Stated goal -> Could you render all the lines of the items below as a numbered list, skipping any blank lines and leaving the pictures out?

Data extract ->

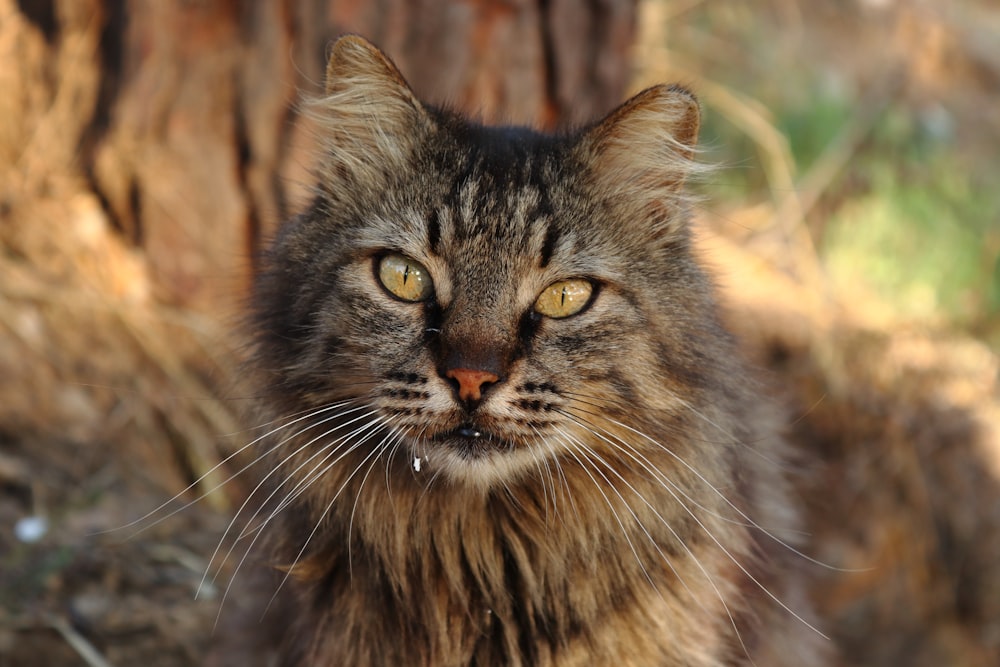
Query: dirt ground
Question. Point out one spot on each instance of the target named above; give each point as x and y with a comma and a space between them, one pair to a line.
112, 405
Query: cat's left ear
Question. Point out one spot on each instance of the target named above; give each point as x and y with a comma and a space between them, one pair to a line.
643, 151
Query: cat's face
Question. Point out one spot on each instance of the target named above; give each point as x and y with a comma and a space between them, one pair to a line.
479, 301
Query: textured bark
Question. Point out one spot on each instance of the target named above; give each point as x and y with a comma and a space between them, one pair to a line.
181, 117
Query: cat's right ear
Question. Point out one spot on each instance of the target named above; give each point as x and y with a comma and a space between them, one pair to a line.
369, 120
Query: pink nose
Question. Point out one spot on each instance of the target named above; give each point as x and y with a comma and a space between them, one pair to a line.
470, 382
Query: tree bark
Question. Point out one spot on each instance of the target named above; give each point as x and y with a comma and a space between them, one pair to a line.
181, 117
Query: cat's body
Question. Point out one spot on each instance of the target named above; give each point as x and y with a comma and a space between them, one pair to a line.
515, 431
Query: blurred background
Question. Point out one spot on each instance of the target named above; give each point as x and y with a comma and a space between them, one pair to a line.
148, 150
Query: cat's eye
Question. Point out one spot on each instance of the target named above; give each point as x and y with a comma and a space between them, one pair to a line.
564, 298
405, 278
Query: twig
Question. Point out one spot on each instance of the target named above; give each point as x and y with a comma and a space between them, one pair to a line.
78, 642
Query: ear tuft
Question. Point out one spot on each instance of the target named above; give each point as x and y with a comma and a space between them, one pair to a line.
369, 121
641, 154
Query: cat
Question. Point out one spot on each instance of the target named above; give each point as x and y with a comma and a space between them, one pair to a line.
511, 428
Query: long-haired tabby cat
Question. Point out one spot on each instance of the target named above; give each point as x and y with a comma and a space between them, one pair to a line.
511, 430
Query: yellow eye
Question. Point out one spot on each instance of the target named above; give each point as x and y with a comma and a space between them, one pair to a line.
564, 298
405, 278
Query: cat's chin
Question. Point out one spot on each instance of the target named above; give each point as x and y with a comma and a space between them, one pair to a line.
472, 442
472, 456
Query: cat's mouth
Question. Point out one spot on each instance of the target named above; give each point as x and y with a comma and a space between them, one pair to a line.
472, 441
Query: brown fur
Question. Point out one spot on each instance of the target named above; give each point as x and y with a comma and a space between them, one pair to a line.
628, 506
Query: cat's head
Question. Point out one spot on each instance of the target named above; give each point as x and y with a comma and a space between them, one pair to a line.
480, 298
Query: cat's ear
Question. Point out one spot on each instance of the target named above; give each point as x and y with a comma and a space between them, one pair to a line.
369, 119
643, 151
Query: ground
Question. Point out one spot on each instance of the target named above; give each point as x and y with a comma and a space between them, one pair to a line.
112, 404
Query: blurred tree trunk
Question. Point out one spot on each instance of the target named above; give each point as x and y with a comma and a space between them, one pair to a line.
180, 117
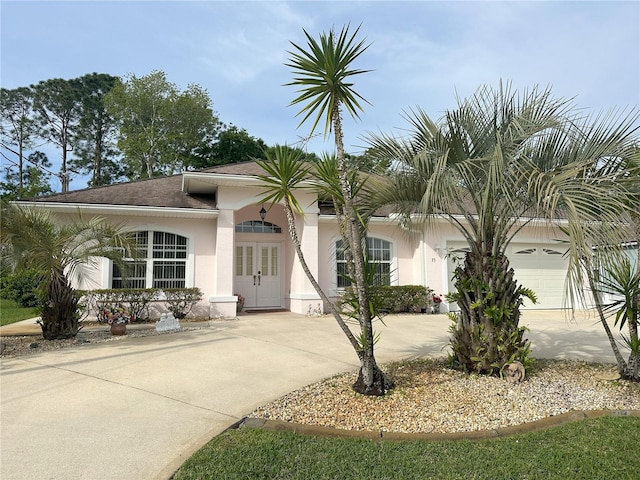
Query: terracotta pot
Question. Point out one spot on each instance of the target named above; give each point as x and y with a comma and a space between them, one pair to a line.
118, 329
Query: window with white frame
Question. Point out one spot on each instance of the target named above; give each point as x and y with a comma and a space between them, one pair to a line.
379, 258
162, 262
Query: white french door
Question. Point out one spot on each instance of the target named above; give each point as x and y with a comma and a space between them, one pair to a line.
257, 267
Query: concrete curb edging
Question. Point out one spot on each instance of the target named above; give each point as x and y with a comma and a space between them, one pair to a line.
542, 424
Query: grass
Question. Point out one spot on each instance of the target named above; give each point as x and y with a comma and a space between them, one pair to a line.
601, 448
10, 312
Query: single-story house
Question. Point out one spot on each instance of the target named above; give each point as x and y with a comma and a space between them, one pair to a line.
205, 229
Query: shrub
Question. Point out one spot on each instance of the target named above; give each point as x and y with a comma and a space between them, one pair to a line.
180, 301
392, 298
136, 301
22, 287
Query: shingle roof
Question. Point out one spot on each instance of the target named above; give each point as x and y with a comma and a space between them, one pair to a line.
154, 192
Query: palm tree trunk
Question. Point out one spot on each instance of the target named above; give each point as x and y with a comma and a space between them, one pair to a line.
59, 315
622, 366
293, 234
487, 336
371, 379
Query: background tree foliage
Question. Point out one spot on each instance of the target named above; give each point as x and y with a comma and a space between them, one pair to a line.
161, 130
94, 141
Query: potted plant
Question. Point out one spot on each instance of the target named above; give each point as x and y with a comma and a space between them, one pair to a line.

Task result ->
1. Query: dirt ground
2. Question. Point out one spot on each instance of the target named above; give each point as x and y with a comma and a space between them, one pair to a line.
3. 112, 405
4. Query: cat's left ear
5. Question. Point out one spot on each instance of the target named above; give each point as x and y with a comma and a space between them, one pair to a line.
6. 643, 151
7. Query: cat's face
8. Question. Point out one spot on each instance of the target named above; give each point as x and y with a comma and a space between them, one pair to a line.
9. 479, 301
10. Query: textured bark
11. Question. Point out one spot on each instance of the target named above; give each point as x and y with a comma and a space between them, one pair to a line.
12. 181, 117
13. Query: cat's right ear
14. Question. Point out one spot on each instance of the target named above; give each point as x and y with a comma and a space between them, one pair to a line.
15. 369, 120
16. Query: pink nose
17. Question. Point out one spot on each instance of the target named above; give each point as x and y with a comma and a space between them, one pair to a line.
18. 470, 382
19. Query: tree bark
20. Question. Point out one spot on each instance of the target named above; give each point as x and y with a comma and a space between them, one pair to a line.
21. 181, 117
22. Query: cat's body
23. Question. Point out one spot on each instance of the target named above; give each point as x and y with a comma and a space between them, one pair to a line.
24. 515, 431
25. Query: blurred background
26. Question. Point out one spot on each instance of the target named above; give each point as x and y with a comma and a space between them, one pair to a line.
27. 148, 150
28. Query: cat's eye
29. Question. Point out one spot on each instance of the target named above; give each point as x and y with a comma and a space between them, one pair to a line.
30. 564, 298
31. 405, 278
32. Query: twig
33. Question. Point out one spot on each instance of the target named above; give each point as x and y with a comma and a space between them, one pair to a line.
34. 78, 642
35. Query: ear tuft
36. Question. Point out one spot on each instance of the target named above; give each point as x and y with a comma and a space between them, one pair to a line.
37. 369, 121
38. 641, 154
39. Query: cat
40. Question. Point out one spot on each instance of the target named above; give each point as x and y with a comma and a space between them, one pair to a line.
41. 511, 428
42. Query: long-haired tabby cat
43. Question. Point out one spot on each instance of the target named above; give each point as x and y with a comma and a space between them, one pair to a line.
44. 511, 430
45. Query: yellow eye
46. Question. Point out one spot on each instance of the target named above; give each point as x and y with a comma and a space between them, one pair to a line.
47. 564, 298
48. 405, 278
49. Query: cat's chin
50. Question. Point out one spot on each instance of the target named above; give each point as x and y with a comma and a space between them, one pair to a line.
51. 472, 442
52. 472, 456
53. Query: cat's mouth
54. Question. Point out one spot on each instance of the target named above; give each point as x and y with a comma and a space between them, one pair to a line.
55. 472, 441
56. Query: brown fur
57. Question. Point out one spot on each instance of the target named above; give each point as x and y with a comma and a space between them, one pair to a line.
58. 628, 506
59. Query: cat's head
60. Question. Point out one spot on each instance of the target named above; give each point as x and y with a comma and a space between them, one pair to a line.
61. 480, 298
62. Query: cat's ear
63. Question. Point out one spot on each instance of the target named above; give each point as x and y with a comma and a space between them, one pair to a line.
64. 369, 119
65. 643, 151
66. Query: ground
67. Question. Point out one spot on each instance of the target named above; give each point as x and y with a comma and a space between them, one pair to a line.
68. 112, 404
69. Query: blurred tree trunk
70. Question. Point out one spot on each instance of the target named above; give each point as x and y with a comma and a space between them, one pair to a line.
71. 180, 117
72. Query: terracotta pot
73. Question. Point out one spot on each instance of the target named above; give each point as x and y with a comma and a space between them, one pair to a line.
74. 118, 329
75. Query: window with white frame
76. Question. Point out one spot on each instance of the target named above; give each point as x and y with a comma and a space between them, one pair to a line.
77. 379, 258
78. 162, 262
79. Query: white french door
80. Question. Point out one spot on each instance of the target named above; give each point as x and y with a comma and a space between them, one pair to a line.
81. 257, 267
82. Query: concrete curb edging
83. Question. Point out one spot on each instance of the target named above; give each point as x and y with a comma and a space between them, one pair to a line.
84. 542, 424
85. Query: grass
86. Question. Point out one spot on each instance of the target named above; give each point as x and y with a comma and a space between them, one pair to a line.
87. 601, 448
88. 10, 312
89. Query: single-story house
90. Question. Point out one spot on each instance of the target named above; give each point as x and y with a comma and a space between them, one pair to a line.
91. 205, 229
92. Query: shrub
93. Question. Point out one spot on each instance of the target named above; give each point as x and y with a comma and a space between them, one pair to a line.
94. 180, 301
95. 392, 298
96. 136, 301
97. 22, 287
98. Query: shingle roof
99. Question. Point out one spot on each instance of the target named above; give each point as x and y with a comma and a space between them, one pair to a line.
100. 154, 192
101. Query: palm tree trunk
102. Question. Point out one spot on each instance of the target named above; give each point as x and y with a comma and a space between them, one pair to a line.
103. 59, 315
104. 622, 366
105. 293, 234
106. 487, 336
107. 371, 379
108. Query: background tree foliage
109. Question. Point out one spot on each instance of the target named above; give each point as x and y with a comma and a space between them, one pair to a line.
110. 161, 130
111. 94, 141
112. Query: potted plant
113. Question. Point out one spot on each instance of the target named above; give each point as x and y with a comma and a space between them, one pair to a line.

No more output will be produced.